Source records:
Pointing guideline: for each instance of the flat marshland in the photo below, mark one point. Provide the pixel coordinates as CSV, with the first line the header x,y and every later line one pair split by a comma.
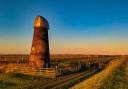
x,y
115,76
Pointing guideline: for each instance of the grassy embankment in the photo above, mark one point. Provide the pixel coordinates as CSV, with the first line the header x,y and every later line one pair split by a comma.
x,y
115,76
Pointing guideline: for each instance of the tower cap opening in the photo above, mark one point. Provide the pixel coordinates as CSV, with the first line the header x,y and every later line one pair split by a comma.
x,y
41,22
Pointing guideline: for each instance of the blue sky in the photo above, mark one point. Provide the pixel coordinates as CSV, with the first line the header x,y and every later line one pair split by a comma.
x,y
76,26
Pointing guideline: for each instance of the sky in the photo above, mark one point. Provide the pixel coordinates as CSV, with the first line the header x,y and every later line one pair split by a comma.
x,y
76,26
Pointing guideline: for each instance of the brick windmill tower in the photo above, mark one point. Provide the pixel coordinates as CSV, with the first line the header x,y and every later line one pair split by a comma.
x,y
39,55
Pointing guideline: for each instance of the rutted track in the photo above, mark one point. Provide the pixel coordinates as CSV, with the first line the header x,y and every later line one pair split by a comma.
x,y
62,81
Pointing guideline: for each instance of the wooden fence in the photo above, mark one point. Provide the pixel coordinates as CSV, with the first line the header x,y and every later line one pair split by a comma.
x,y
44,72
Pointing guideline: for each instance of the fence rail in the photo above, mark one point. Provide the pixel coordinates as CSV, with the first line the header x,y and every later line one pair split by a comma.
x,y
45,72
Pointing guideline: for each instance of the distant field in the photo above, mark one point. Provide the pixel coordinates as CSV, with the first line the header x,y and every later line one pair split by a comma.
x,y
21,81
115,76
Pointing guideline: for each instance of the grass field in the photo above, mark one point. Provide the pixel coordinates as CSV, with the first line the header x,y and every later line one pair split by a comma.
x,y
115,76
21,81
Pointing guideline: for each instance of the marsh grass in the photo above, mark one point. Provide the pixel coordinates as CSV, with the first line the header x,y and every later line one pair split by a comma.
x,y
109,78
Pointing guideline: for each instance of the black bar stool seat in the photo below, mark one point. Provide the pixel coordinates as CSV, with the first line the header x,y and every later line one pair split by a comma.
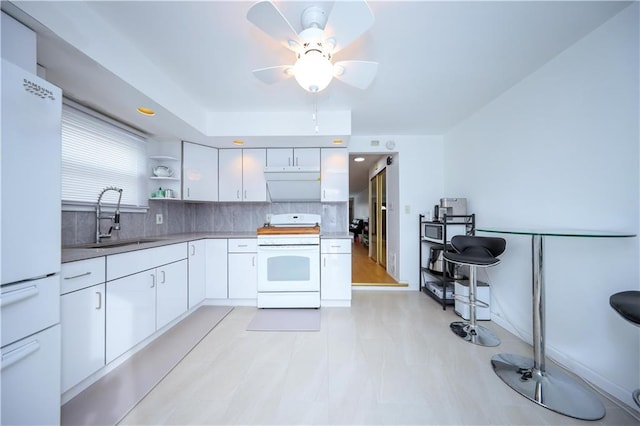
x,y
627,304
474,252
...
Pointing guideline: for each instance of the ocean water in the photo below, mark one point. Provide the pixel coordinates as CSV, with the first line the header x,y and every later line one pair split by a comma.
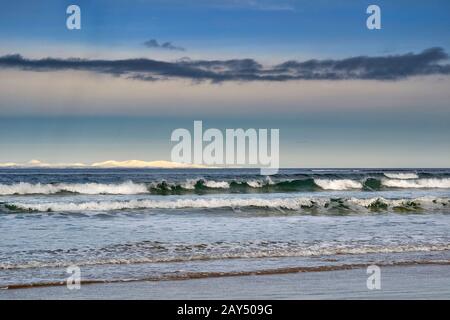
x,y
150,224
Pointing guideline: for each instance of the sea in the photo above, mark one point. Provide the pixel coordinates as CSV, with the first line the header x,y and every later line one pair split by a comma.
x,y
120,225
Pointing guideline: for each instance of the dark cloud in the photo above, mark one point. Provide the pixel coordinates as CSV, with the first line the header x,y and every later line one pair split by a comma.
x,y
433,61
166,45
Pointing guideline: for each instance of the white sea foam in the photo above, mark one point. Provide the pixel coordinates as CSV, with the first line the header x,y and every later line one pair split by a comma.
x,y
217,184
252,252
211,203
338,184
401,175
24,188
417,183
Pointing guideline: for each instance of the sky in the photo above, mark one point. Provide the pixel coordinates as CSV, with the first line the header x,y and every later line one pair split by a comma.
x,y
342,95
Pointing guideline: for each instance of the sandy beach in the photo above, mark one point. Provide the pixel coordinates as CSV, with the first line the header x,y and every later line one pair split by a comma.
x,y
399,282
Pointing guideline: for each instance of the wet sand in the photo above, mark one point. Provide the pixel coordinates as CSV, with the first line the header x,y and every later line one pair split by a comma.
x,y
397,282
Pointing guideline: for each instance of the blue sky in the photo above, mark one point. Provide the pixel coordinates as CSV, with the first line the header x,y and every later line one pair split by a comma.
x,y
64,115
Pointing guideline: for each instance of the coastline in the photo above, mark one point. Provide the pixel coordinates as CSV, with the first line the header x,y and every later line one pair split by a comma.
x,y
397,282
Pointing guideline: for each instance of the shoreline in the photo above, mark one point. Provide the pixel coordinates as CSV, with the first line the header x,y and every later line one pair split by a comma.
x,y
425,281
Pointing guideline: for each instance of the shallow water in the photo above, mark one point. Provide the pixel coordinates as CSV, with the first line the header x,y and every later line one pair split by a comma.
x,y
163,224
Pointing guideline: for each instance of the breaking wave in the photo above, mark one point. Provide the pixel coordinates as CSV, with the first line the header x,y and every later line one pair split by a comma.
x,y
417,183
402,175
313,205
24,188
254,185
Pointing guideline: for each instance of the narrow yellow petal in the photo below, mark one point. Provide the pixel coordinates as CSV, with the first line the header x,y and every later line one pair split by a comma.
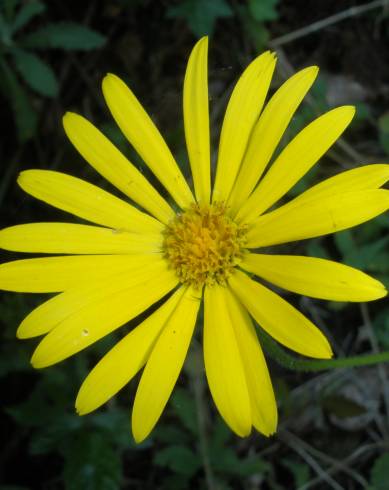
...
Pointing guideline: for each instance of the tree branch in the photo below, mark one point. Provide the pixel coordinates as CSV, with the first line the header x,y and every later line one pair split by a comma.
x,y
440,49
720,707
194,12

Task instructions: Here the job is to set down exactly the lines of the material above that fall between the one with "Pointing guideline: for each instance of the wet" and the one with "Pointing guideline: for each instance of the narrow", inclusive, and nothing beyond them.

Output:
Pointing guideline: for each instance of the wet sand in the photo above, mark one point. Provide the pixel coordinates as CSV, with the first line the header x,y and every later line one pair split by a comma.
x,y
397,282
Pointing guideline: for each instance of the blue sky in the photo above, mark one point. Provide the pixel coordinates as CSV, with the first line the header x,y and every later line one pair split by a comma.
x,y
64,115
Pointing guideline: for each instance of the coastline in the photo above, mark one point. Provide the pixel coordinates as CSV, with the first line the header x,y and every later line one pair split by a comma.
x,y
397,282
Pointing guideline: for each instance of the shoreline in the photo above, mark one point. Provide the pixel coordinates as CSV, with the first line the header x,y and every later line one pair split by a comma.
x,y
425,281
Pointing guideline: for each instance of the shallow water in the photo above, mark one point. Provide the pixel coordinates as CSV, with the first line the header x,y and every later line one pair split by a comma.
x,y
163,224
Pointing guideline: for each instance of the breaking wave in the photo above, mark one point. Provide the pixel coordinates as CSV, with the first line the header x,y and every later line one pair split by a comma.
x,y
417,183
402,175
313,205
24,188
254,185
Pointing guideline: for each instance of the narrow yellow petal in the photo below, mark one point. Provide the pixel coordinates as CSV, with the first line the header x,y and every later line one pair split by a comma.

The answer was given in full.